▼▼▼

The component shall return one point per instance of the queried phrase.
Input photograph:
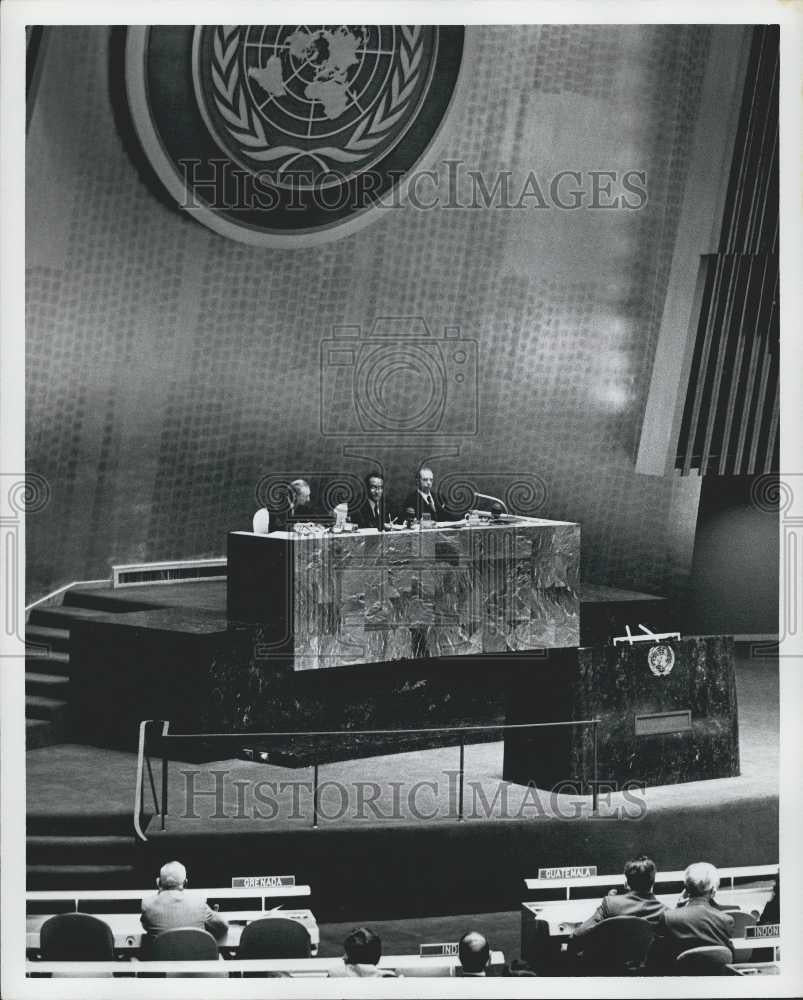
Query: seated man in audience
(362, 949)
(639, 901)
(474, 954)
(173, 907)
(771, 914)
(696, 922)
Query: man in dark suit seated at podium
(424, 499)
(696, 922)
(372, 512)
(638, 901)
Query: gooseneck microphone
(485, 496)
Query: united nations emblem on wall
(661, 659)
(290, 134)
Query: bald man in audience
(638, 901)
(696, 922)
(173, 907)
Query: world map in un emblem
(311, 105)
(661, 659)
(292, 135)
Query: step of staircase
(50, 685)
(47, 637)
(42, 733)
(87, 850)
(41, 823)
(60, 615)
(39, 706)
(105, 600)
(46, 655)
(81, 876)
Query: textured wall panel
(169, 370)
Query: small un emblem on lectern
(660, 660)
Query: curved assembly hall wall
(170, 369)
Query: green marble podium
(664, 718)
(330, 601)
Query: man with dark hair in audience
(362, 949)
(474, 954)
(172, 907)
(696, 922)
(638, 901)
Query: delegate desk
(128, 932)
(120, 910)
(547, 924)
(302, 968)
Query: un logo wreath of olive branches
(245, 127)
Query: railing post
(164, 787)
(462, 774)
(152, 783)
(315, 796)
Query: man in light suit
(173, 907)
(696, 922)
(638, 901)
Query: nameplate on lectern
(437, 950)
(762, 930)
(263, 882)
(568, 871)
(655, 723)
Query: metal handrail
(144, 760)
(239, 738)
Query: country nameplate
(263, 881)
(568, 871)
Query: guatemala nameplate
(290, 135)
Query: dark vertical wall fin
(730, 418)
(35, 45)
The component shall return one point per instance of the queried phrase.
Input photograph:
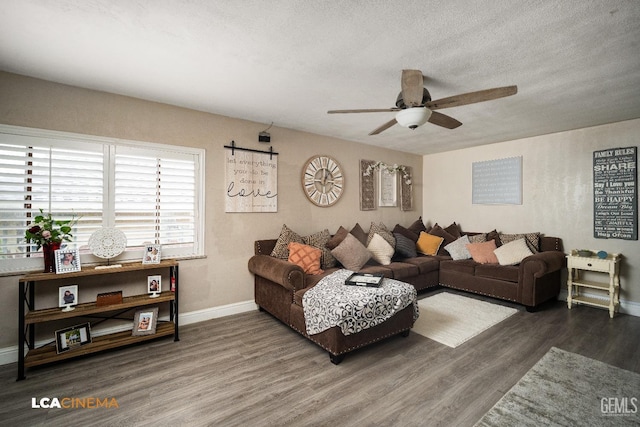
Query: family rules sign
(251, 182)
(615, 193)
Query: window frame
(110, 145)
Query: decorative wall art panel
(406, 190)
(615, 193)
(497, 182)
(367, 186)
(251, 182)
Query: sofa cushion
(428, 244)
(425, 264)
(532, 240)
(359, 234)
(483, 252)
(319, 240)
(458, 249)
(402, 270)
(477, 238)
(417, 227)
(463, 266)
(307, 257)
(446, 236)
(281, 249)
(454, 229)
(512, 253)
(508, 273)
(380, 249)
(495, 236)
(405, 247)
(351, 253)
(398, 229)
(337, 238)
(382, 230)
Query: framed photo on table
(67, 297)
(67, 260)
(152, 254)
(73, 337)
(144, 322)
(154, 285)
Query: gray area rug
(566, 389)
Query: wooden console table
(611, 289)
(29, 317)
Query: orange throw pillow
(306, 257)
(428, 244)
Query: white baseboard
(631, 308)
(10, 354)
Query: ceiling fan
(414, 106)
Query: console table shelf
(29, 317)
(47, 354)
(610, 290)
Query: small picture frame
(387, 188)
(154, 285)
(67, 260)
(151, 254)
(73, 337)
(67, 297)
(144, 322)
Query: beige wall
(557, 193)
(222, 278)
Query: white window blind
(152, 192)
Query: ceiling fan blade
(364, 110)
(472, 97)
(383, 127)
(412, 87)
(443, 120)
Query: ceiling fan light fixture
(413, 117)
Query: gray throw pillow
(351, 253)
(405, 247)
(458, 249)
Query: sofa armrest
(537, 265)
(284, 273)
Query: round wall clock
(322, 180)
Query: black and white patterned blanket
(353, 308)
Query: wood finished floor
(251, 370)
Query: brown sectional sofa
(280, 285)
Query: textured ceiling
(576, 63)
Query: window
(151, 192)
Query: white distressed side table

▲▲▲

- [YOUR OBJECTIVE]: Rewrite the rows from the line containing "Query: textured ceiling" through the last of the rows, replacing "distressed" with "weathered" and leaving all else unchanged.

- [COMPLETE OUTPUT]:
Query: textured ceiling
(576, 63)
Query: window
(151, 192)
Query: white weathered side table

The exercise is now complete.